[Image point grounding data]
=== Section Start ===

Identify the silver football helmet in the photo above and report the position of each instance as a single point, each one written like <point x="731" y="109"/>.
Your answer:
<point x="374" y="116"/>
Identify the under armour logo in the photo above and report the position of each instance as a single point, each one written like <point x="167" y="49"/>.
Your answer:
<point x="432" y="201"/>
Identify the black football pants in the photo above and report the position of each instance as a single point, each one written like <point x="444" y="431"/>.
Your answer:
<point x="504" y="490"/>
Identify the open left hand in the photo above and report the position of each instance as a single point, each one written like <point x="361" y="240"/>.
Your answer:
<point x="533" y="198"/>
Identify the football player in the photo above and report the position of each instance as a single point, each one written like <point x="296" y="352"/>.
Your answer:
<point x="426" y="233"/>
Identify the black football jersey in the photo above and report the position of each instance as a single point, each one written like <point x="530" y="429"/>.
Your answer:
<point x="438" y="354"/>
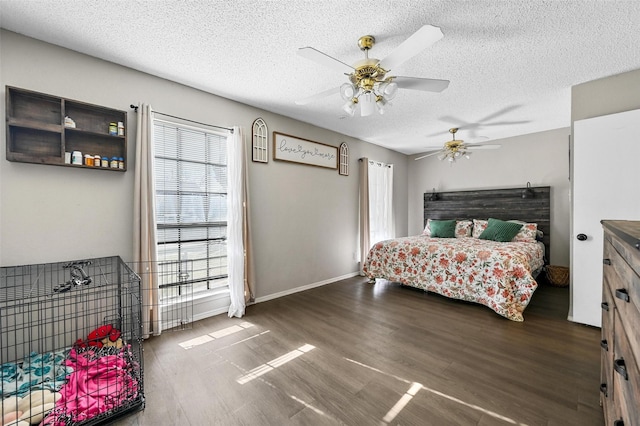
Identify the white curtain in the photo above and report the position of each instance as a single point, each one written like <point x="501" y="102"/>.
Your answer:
<point x="380" y="202"/>
<point x="145" y="256"/>
<point x="235" y="210"/>
<point x="364" y="211"/>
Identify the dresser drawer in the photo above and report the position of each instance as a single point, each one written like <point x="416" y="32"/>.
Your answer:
<point x="626" y="377"/>
<point x="624" y="285"/>
<point x="606" y="350"/>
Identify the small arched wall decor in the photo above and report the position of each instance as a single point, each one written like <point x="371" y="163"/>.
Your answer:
<point x="343" y="169"/>
<point x="260" y="142"/>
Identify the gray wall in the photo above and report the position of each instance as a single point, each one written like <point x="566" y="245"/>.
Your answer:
<point x="540" y="158"/>
<point x="304" y="219"/>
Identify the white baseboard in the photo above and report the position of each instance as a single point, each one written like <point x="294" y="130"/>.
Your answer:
<point x="304" y="287"/>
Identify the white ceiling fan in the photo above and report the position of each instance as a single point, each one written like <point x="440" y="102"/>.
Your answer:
<point x="456" y="148"/>
<point x="369" y="86"/>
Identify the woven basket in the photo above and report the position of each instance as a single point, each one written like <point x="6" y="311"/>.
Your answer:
<point x="557" y="275"/>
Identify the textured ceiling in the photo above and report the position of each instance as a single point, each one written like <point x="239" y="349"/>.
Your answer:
<point x="511" y="63"/>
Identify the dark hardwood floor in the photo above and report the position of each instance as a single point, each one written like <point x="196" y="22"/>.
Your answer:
<point x="352" y="353"/>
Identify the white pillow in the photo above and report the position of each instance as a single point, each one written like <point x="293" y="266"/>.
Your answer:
<point x="463" y="228"/>
<point x="478" y="227"/>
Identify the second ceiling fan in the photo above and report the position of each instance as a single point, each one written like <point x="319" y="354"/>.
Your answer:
<point x="369" y="85"/>
<point x="456" y="148"/>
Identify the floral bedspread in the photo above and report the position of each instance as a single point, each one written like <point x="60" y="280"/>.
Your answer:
<point x="497" y="275"/>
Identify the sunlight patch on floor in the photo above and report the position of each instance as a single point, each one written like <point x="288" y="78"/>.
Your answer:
<point x="311" y="407"/>
<point x="273" y="364"/>
<point x="406" y="398"/>
<point x="210" y="337"/>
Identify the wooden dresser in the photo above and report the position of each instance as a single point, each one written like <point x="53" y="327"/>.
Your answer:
<point x="620" y="373"/>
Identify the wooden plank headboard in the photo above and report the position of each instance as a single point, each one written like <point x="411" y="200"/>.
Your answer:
<point x="503" y="204"/>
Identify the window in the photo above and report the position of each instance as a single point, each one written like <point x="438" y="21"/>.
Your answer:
<point x="191" y="206"/>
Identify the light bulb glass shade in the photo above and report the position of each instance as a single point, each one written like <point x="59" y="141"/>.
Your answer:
<point x="350" y="108"/>
<point x="367" y="102"/>
<point x="347" y="91"/>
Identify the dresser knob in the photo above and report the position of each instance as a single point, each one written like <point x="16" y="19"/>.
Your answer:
<point x="603" y="389"/>
<point x="622" y="294"/>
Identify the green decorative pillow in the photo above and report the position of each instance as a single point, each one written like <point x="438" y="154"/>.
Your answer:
<point x="499" y="230"/>
<point x="443" y="228"/>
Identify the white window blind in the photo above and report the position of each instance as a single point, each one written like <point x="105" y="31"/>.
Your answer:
<point x="191" y="206"/>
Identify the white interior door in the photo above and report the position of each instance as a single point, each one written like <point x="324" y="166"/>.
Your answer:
<point x="606" y="152"/>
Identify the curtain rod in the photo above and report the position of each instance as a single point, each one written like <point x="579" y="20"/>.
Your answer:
<point x="135" y="108"/>
<point x="379" y="163"/>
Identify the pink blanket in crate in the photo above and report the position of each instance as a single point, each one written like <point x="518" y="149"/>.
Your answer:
<point x="99" y="383"/>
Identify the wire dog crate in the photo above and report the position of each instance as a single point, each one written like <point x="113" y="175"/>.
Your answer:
<point x="70" y="342"/>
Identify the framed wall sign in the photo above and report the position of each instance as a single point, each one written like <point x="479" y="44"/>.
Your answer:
<point x="303" y="151"/>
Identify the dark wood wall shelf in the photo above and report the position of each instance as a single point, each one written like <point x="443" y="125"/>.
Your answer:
<point x="36" y="131"/>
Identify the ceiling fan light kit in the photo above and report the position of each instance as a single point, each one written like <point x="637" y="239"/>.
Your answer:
<point x="369" y="87"/>
<point x="455" y="149"/>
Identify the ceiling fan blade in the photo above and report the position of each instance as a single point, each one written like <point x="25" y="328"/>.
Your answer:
<point x="420" y="40"/>
<point x="425" y="84"/>
<point x="479" y="147"/>
<point x="324" y="59"/>
<point x="427" y="155"/>
<point x="317" y="96"/>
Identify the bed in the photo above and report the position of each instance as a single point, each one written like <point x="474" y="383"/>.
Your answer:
<point x="497" y="274"/>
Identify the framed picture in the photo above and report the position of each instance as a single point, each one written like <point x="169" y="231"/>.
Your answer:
<point x="344" y="159"/>
<point x="297" y="150"/>
<point x="259" y="146"/>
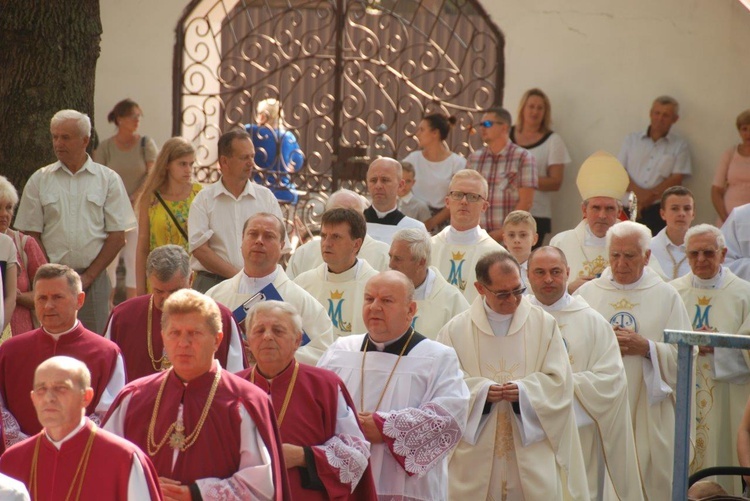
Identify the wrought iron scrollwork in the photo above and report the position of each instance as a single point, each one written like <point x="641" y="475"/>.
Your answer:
<point x="345" y="73"/>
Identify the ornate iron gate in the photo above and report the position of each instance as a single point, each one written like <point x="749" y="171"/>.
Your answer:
<point x="345" y="72"/>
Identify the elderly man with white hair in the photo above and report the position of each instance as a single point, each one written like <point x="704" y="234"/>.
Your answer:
<point x="308" y="256"/>
<point x="639" y="306"/>
<point x="78" y="211"/>
<point x="437" y="301"/>
<point x="718" y="301"/>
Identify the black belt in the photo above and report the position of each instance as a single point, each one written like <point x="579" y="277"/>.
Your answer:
<point x="212" y="276"/>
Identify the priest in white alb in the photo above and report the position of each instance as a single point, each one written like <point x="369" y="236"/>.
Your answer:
<point x="308" y="255"/>
<point x="408" y="389"/>
<point x="602" y="182"/>
<point x="521" y="440"/>
<point x="339" y="282"/>
<point x="639" y="306"/>
<point x="717" y="301"/>
<point x="601" y="387"/>
<point x="457" y="248"/>
<point x="261" y="278"/>
<point x="437" y="301"/>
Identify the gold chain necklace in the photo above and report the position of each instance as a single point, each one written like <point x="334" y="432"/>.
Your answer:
<point x="388" y="381"/>
<point x="176" y="431"/>
<point x="287" y="397"/>
<point x="163" y="363"/>
<point x="81" y="470"/>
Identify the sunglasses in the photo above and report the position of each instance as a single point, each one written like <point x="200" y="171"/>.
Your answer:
<point x="506" y="294"/>
<point x="470" y="197"/>
<point x="488" y="123"/>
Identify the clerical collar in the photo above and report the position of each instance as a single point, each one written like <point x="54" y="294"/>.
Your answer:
<point x="60" y="334"/>
<point x="626" y="287"/>
<point x="499" y="322"/>
<point x="345" y="276"/>
<point x="394" y="346"/>
<point x="558" y="305"/>
<point x="381" y="215"/>
<point x="253" y="285"/>
<point x="466" y="237"/>
<point x="714" y="282"/>
<point x="58" y="444"/>
<point x="423" y="291"/>
<point x="591" y="240"/>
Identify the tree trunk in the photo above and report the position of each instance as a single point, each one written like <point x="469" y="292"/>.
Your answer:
<point x="48" y="53"/>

=== Section End ===

## Action item
Above are the records. Copy the lines beginning at the one that has "Identify the priest" and ending with the one that has "Identify the gold", unchanged.

## Result of the task
Identify the priest in white alb in the photo above and report the position of each instance as a single point, each one written like <point x="369" y="236"/>.
Your answer:
<point x="308" y="255"/>
<point x="408" y="389"/>
<point x="602" y="182"/>
<point x="521" y="440"/>
<point x="339" y="282"/>
<point x="639" y="306"/>
<point x="717" y="301"/>
<point x="601" y="387"/>
<point x="457" y="248"/>
<point x="261" y="278"/>
<point x="437" y="301"/>
Identify the gold chain necklace in the photo above and report the position of each instance as a single point, each one written like <point x="334" y="432"/>.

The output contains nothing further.